• Challenges:
- a) Answer the following questions using the biography of Frank V. Gardner:
(i) Where was he trained as a radio operator?
(ii) In what year did he marry Geraldine Donahue?
(iii) For how many years did he serve as a security officer at the Department of State?
- b) Print the passage of the Frank V. Gardner biography from "He fought in" to "three American consulates.".

• Selection:
____________________
Frank V. Gardner
Biography of Frank V. Gardner
Frank, born in Washington, lived his early years in the small community of Glencarlyn, across the Potomac River from the Nation's Capital, in Arlington County, Virginia. After his father, Francis I. V. Gardner, died in a construction accident. his mother, Marie Gardner, moved with Frank, age four, and his two sisters, back to Washington, where she went to work as a clerk-typist for the U. S. Government. Frank attended elementary and high school in Washington.
After completing two years of college in 1942, Frank enlisted in the U. S. Marine Corps to fight in World War Two. After boot camp at Parris Island, South Carolina, he was trained as a radio operator in the Naval Training Station on the campus of Texas A. and M. College, College Station, Texas.
He fought in three major Pacific island battles, landing in amphibious assault on Iwo Jima, Okinawa, and Saipan. As World War Two ended, Staff Sergeant Gardner was honorably discharged from the Marines in late 1945.
Frank returned to Mount St. Mary's College, Emmitsburg, Maryland, receiving a Bachelor's Degree in Social Science two years later. In May 1948, he entered the Federal Bureau of Investigation as a special agent, serving that Bureau for thirteen years in five states and the District of Columbia. Along the way, he married Geraldine Donahue of Cleveland, Ohio, in 1951; they had nine children.
In 1962, Frank moved to the U S. Department of State, where he served three years as a security officer. He then entered the Foreign Service and served six years as a U. S. Consul in Mexico at three American consulates.
For the next ten years, he served as an administrative officer for the State Department's Office of International Conferences, with temporary assignments in a variety of overseas stations, one each, in: Tegucigalpa, Honduras; Quito, Ecuador; Belgrade, Yugoslavia; and Castries, Saint Lucia. In addition, Frank had several such assignments in both New York City and Geneva, Switzerland.
____________________
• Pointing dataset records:
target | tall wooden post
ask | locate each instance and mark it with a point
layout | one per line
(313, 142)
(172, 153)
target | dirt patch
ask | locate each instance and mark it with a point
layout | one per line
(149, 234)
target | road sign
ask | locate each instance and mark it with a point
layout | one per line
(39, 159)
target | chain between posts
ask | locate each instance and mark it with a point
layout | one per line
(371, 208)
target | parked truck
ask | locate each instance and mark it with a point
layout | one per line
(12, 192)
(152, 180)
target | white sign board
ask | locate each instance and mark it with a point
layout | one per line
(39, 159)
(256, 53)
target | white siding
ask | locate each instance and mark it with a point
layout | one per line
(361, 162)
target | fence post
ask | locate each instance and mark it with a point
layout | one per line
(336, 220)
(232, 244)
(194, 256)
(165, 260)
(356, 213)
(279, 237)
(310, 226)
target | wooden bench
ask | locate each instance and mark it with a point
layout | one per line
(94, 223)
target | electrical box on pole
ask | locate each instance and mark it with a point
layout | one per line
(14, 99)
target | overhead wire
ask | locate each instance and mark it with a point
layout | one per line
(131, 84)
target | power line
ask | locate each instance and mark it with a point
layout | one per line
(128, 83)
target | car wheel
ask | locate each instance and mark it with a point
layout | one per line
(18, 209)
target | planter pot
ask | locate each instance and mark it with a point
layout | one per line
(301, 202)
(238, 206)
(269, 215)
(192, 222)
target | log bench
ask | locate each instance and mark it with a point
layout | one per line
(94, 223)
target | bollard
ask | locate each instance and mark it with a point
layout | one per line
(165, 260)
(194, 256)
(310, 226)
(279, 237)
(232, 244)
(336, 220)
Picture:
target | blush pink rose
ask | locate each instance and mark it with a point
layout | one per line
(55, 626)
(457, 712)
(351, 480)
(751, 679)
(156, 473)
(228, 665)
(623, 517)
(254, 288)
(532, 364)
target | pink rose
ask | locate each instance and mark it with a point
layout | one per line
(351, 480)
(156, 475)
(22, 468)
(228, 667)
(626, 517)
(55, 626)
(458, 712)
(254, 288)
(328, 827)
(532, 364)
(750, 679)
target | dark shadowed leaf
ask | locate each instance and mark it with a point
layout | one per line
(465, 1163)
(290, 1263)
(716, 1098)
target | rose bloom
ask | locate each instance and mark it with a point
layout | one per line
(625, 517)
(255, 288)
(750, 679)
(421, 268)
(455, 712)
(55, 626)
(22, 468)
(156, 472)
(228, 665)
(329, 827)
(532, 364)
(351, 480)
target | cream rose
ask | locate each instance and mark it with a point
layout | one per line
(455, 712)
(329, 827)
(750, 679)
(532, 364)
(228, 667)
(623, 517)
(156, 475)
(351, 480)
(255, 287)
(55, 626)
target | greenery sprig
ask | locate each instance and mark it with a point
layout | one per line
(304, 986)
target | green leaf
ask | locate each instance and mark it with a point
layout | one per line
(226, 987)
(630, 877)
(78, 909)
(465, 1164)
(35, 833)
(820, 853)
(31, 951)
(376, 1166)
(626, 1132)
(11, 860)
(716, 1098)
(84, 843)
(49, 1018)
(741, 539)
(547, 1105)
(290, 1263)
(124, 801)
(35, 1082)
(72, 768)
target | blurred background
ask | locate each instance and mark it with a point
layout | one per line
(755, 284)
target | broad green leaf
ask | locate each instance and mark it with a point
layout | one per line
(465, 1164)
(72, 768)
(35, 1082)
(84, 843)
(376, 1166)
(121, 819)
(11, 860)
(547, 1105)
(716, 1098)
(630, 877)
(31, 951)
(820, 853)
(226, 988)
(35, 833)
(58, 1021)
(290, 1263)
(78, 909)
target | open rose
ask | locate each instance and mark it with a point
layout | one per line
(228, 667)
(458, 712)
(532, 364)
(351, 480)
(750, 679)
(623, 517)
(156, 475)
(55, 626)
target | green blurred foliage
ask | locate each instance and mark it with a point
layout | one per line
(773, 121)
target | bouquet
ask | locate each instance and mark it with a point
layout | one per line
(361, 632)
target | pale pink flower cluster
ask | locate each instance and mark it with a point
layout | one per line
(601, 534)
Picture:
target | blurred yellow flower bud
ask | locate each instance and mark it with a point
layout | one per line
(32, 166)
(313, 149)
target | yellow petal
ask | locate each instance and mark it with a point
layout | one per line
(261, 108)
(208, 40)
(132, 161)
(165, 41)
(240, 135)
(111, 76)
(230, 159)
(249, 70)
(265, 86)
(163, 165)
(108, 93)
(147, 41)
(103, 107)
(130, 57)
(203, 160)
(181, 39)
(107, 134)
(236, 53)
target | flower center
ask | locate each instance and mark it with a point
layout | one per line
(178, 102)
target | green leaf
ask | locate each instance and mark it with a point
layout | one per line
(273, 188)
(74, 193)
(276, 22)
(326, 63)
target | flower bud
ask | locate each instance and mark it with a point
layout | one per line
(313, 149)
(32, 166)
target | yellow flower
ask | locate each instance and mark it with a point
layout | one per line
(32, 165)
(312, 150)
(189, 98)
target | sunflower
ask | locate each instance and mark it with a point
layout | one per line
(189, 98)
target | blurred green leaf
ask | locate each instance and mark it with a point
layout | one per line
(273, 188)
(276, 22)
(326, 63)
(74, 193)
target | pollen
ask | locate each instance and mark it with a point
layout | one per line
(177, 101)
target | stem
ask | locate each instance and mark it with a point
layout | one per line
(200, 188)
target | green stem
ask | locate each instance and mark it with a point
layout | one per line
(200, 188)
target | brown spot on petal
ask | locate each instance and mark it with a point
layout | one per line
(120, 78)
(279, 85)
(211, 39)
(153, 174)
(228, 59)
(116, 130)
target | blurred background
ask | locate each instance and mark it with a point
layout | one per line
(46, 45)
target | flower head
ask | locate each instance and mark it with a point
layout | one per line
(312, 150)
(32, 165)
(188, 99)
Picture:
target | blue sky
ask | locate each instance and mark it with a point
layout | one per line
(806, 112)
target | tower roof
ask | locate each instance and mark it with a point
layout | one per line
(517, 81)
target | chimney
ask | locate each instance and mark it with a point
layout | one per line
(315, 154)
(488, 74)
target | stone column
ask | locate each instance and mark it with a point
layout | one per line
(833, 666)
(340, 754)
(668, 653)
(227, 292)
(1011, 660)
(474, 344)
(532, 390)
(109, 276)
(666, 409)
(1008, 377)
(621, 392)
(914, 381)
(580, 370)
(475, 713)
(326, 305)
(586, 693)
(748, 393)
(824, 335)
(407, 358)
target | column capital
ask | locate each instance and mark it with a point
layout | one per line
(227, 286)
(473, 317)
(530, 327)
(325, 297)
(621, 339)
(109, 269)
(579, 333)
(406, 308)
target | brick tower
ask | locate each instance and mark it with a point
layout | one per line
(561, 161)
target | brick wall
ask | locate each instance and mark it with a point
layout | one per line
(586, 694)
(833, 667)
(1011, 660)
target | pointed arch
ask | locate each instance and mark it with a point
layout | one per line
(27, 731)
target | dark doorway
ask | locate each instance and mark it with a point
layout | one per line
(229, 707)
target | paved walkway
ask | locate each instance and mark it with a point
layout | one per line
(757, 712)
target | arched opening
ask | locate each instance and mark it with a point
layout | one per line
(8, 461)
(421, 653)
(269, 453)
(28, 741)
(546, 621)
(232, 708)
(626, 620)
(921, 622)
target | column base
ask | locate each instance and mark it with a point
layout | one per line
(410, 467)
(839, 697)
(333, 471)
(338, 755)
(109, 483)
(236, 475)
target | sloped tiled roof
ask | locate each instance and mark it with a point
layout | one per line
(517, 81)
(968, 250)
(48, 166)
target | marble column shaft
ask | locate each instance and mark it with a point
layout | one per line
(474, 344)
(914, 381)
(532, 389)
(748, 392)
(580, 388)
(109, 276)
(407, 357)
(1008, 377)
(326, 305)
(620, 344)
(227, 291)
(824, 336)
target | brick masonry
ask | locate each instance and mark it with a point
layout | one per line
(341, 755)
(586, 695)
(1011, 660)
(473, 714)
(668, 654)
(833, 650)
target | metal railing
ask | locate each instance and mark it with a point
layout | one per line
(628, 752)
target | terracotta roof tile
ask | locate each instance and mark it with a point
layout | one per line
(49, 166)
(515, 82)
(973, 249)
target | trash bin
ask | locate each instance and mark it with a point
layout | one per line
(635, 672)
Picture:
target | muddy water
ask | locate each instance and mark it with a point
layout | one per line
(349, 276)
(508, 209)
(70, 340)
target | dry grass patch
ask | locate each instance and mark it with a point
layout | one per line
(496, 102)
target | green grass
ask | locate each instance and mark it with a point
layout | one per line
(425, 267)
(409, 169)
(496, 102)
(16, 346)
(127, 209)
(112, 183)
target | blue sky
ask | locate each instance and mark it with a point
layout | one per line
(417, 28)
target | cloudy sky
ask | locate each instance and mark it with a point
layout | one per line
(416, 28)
____________________
• The answers:
- a)
(i) At the Naval Training Station on the campus of Texas A. and M. College, College Station, Texas.
(ii) 1951.
(iii) Three years.

- b)
He fought in three major Pacific island battles, landing in amphibious assault on Iwo Jima, Okinawa, and Saipan. As World War Two ended, Staff Sergeant Gardner was honorably discharged from the Marines in late 1945.
Frank returned to Mount St. Mary's College, Emmitsburg, Maryland, receiving a Bachelor's Degree in Social Science two years later. In May 1948, he entered the Federal Bureau of Investigation as a special agent, serving that Bureau for thirteen years in five states and the District of Columbia. Along the way, he married Geraldine Donahue of Cleveland, Ohio, in 1951; they had nine children.
In 1962, Frank moved to the U S. Department of State, where he served three years as a security officer. He then entered the Foreign Service and served six years as a U. S. Consul in Mexico at three American consulates.